====== EXTRACTED INFORMATION ======
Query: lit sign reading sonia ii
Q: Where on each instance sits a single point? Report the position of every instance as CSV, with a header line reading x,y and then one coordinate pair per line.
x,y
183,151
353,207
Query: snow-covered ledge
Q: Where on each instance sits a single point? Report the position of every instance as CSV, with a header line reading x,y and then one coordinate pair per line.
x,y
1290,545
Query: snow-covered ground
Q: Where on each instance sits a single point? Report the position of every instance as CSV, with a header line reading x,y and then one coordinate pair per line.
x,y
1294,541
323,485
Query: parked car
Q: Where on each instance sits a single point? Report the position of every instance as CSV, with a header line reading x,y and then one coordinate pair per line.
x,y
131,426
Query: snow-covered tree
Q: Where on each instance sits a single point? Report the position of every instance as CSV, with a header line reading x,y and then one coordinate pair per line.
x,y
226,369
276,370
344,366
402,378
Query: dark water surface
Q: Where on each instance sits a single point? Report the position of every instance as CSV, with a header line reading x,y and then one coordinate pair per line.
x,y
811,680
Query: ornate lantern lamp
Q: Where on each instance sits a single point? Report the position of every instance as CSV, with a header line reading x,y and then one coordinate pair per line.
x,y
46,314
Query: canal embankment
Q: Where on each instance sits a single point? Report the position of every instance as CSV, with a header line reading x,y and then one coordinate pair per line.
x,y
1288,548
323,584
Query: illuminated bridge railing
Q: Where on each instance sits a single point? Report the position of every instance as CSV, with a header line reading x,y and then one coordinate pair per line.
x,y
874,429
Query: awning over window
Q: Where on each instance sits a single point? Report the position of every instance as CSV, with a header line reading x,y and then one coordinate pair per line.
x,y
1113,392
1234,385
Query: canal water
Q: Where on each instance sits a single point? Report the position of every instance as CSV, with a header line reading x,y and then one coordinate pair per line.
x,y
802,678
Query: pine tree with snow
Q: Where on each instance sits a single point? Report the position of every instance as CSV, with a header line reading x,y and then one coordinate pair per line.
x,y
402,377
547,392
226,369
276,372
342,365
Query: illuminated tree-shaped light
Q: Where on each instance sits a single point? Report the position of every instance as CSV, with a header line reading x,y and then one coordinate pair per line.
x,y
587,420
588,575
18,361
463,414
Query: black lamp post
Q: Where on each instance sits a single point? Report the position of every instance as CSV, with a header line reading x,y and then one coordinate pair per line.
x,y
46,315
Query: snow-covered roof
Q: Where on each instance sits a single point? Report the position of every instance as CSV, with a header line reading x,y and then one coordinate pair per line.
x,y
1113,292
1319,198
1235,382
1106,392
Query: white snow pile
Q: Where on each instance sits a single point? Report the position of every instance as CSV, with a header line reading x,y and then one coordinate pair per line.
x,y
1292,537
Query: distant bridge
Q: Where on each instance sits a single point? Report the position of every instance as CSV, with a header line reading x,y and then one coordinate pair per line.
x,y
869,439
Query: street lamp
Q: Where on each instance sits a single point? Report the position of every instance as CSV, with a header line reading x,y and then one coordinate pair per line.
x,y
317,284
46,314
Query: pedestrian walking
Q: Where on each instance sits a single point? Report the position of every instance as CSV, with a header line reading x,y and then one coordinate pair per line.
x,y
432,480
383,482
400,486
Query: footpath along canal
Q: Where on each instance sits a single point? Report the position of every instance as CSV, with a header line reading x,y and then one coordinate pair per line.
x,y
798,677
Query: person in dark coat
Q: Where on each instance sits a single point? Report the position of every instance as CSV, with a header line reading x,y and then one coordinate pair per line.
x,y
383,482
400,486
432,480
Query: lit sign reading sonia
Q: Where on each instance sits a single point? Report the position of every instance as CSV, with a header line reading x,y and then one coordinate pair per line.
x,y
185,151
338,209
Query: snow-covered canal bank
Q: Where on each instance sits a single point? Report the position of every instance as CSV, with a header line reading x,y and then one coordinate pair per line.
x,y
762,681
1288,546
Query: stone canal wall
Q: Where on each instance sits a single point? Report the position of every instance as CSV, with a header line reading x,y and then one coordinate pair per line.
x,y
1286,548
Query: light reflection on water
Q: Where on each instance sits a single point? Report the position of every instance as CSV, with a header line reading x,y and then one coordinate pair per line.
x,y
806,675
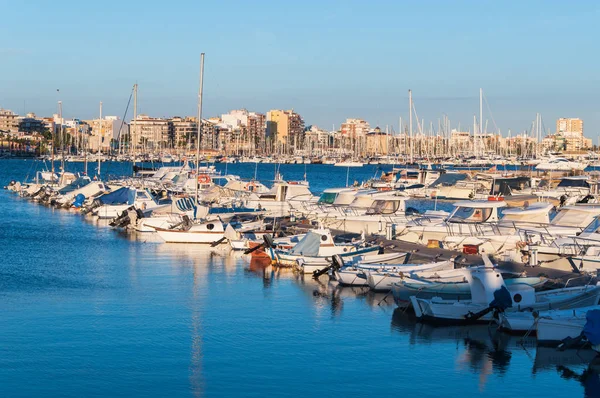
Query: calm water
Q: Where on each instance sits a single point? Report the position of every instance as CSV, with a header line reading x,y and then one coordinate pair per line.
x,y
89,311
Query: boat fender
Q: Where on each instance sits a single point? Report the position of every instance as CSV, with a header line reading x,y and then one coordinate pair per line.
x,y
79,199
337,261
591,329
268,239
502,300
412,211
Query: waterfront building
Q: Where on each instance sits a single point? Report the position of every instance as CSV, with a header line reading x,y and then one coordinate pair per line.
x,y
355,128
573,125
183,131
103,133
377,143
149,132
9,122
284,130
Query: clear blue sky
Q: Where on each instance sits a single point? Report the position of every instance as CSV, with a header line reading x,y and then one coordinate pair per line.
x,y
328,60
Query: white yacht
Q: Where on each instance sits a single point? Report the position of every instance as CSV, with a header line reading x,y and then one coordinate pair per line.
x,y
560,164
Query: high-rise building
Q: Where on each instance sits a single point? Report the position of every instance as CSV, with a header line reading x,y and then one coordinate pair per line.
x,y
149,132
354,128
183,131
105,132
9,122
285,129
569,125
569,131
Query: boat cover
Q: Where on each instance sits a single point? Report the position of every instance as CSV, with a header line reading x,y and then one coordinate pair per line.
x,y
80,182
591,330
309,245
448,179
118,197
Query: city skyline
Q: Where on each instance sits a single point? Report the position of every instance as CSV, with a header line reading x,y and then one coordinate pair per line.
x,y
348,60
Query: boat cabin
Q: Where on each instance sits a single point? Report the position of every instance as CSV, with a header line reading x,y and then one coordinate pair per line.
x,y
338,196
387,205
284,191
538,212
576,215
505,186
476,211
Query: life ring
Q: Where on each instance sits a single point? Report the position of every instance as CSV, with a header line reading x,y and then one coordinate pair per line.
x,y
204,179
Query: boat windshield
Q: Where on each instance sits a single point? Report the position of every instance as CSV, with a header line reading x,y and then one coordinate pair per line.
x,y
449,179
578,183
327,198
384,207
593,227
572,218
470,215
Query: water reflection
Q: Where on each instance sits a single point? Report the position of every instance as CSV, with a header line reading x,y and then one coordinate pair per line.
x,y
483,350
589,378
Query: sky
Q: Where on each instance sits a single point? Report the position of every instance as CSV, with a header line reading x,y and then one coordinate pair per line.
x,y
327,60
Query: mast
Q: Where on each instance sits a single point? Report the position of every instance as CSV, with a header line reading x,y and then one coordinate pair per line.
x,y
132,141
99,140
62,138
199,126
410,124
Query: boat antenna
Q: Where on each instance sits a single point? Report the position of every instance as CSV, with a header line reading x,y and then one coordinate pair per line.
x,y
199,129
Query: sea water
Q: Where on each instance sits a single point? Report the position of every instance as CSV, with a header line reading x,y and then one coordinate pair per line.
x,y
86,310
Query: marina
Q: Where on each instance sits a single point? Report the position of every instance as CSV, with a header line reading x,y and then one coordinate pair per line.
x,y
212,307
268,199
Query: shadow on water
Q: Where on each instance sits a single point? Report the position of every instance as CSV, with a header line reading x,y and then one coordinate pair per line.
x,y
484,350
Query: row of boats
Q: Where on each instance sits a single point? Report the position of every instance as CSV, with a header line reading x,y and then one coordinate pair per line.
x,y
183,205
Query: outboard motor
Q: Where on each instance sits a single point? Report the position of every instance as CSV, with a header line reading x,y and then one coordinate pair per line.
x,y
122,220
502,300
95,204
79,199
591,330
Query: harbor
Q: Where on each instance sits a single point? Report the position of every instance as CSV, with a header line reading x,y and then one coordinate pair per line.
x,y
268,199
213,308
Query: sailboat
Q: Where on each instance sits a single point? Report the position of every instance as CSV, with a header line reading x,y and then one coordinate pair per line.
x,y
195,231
======
====== EXTRACTED INFORMATION ======
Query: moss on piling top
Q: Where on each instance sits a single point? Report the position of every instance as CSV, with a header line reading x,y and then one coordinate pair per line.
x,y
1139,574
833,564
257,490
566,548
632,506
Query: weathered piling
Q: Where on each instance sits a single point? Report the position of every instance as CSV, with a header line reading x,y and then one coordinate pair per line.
======
§ **REQUIRED TASK**:
List every line in the records above that contains the string "building", copying each line in full. Uppercase and lowercase letters count as different.

§ **PROBLEM SOLUTION**:
Query: waterfront building
Query: high-rise building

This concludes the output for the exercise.